■ Tasks to complete:
[1] Write out the text of the NTFS identifier passage between "The pattern is" and "(e.g. trips, dates).", inclusive.
[2] Write what comes next in the passage on NTFS identifier prefixes, picking up after its final sentence.

------ Passage to read

This document explains the shared parts among all the converters when converting a data set from a given format into a NTFS dataset.
The construction of NTFS objects IDs requires, for uniqueness purpose, that a unique prefix (specified for each source of data as an additional parameter to each converter) needs to be included in every object's id.
Prepending all the identifiers with a unique prefix ensures that the NTFS identifiers are unique accross all the NTFS datasets. With this assumption, merging two NTFS datasets can be done without worrying about conflicting identifiers.
This prefix should be applied to all NTFS identifiers except for the physical mode identifiers that are standardized and fixed values. Fixed values are described in the NTFS specifications
To reinforce the uniqueness some objects might have a sub-prefix in addition to their prefix.
The pattern is the following <prefix>:<sub_prefix>:<object_id>.
Adding a sub-prefix allows the merge of seasonal datasets; similar referential (e.g. networks, lines, stop areas, stop points) but different schedules (e.g. trips, dates).

------------
------ Data

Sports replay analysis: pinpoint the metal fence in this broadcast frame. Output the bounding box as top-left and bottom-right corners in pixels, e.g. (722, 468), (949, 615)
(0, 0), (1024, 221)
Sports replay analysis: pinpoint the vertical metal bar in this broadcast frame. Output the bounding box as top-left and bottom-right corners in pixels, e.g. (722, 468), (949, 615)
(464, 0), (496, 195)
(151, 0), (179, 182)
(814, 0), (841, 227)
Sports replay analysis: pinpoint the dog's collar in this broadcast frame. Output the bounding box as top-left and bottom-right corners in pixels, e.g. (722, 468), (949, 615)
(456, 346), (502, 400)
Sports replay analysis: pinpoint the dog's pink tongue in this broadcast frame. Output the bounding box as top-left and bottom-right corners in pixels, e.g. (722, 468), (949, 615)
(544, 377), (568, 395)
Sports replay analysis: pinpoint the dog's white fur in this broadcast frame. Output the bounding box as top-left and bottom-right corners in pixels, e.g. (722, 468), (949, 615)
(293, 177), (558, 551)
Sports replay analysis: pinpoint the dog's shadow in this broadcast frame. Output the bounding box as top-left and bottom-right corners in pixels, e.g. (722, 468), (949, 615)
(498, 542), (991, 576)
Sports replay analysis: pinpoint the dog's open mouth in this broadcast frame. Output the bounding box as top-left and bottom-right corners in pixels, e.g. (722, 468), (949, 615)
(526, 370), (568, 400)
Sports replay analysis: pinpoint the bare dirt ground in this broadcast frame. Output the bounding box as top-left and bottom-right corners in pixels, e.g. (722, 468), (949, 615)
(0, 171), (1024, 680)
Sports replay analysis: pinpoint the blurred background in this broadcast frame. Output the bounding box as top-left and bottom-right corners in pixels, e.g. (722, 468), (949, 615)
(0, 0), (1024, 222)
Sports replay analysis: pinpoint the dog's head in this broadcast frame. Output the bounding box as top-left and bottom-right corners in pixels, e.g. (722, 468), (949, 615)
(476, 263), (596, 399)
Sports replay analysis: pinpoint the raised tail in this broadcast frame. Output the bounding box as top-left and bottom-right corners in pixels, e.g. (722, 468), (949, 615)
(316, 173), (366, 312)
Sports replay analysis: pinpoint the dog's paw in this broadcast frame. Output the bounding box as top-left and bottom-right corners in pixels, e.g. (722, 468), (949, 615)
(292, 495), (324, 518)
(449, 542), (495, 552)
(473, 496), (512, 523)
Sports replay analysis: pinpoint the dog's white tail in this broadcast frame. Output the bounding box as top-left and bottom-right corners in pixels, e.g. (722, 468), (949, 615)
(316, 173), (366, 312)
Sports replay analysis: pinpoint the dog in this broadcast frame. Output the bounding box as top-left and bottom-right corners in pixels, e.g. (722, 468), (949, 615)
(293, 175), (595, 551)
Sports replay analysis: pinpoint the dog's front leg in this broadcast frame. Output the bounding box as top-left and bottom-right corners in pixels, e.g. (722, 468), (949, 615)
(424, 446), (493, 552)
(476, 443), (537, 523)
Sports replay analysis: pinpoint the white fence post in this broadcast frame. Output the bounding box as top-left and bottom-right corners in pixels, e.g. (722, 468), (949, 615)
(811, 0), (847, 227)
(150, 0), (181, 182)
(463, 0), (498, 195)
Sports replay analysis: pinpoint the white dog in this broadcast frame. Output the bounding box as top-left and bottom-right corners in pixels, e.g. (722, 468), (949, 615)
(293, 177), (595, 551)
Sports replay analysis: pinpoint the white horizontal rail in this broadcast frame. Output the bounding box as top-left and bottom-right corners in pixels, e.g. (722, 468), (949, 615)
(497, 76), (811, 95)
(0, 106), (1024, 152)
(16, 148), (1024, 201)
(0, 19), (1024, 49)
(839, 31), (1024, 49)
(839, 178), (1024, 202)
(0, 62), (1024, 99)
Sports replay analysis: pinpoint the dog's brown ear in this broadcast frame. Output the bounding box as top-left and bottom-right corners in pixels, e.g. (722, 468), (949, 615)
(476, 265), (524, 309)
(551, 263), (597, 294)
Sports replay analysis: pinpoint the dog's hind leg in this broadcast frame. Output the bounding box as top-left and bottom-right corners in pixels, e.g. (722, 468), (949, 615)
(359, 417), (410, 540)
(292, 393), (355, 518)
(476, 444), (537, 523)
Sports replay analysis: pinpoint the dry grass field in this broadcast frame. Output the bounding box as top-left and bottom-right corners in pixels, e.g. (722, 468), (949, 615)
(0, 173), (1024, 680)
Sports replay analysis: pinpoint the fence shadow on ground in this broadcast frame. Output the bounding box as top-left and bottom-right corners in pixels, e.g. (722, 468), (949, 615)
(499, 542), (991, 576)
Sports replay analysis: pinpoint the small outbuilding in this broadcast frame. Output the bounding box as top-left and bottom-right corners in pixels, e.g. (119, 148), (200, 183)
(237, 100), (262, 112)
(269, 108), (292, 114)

------------

■ Answers given:
[1]
The pattern is the following <prefix>:<sub_prefix>:<object_id>.
Adding a sub-prefix allows the merge of seasonal datasets; similar referential (e.g. networks, lines, stop areas, stop points) but different schedules (e.g. trips, dates).

[2]
The objects that may be concerned by this sub-prefix are: calendars, trips, trip_properties, frequencies, comments, comment_links, geometries, equipments (see each connector's documentation for details).
A configuration file config.json, as it is shown below, is provided for each
converter and contains additional information about the data source as well as about
the upstream system that generated the data (if available). In particular, it provides the necessary information for:
- the required NTFS files
contributors.txtanddatasets.txt - some additional metadata can also be inserted in the file
feed_infos.txt.
{
"contributor": {
"contributor_id": "DefaultContributorId",
"contributor_name": "DefaultContributorName",
"contributor_license": "DefaultDatasourceLicense",
"contributor_website": "http://www.default-datasource-website.com"
},
"dataset": {
"dataset_id": "DefaultDatasetId"
},
"feed_infos": {
"feed_publisher_name": "DefaultContributorName",
"feed_license": "DefaultDatasourceLicense",
"feed_license_url": "http://www.default-datasource-website.com",
}
}The objects contributor and dataset are required, containing at least the
corresponding identifier (and the name for contributor), otherwise the conversion
stops with an error. The object feed_infos is optional.
The files contributors.txt and datasets.txt provide additional information about the data source.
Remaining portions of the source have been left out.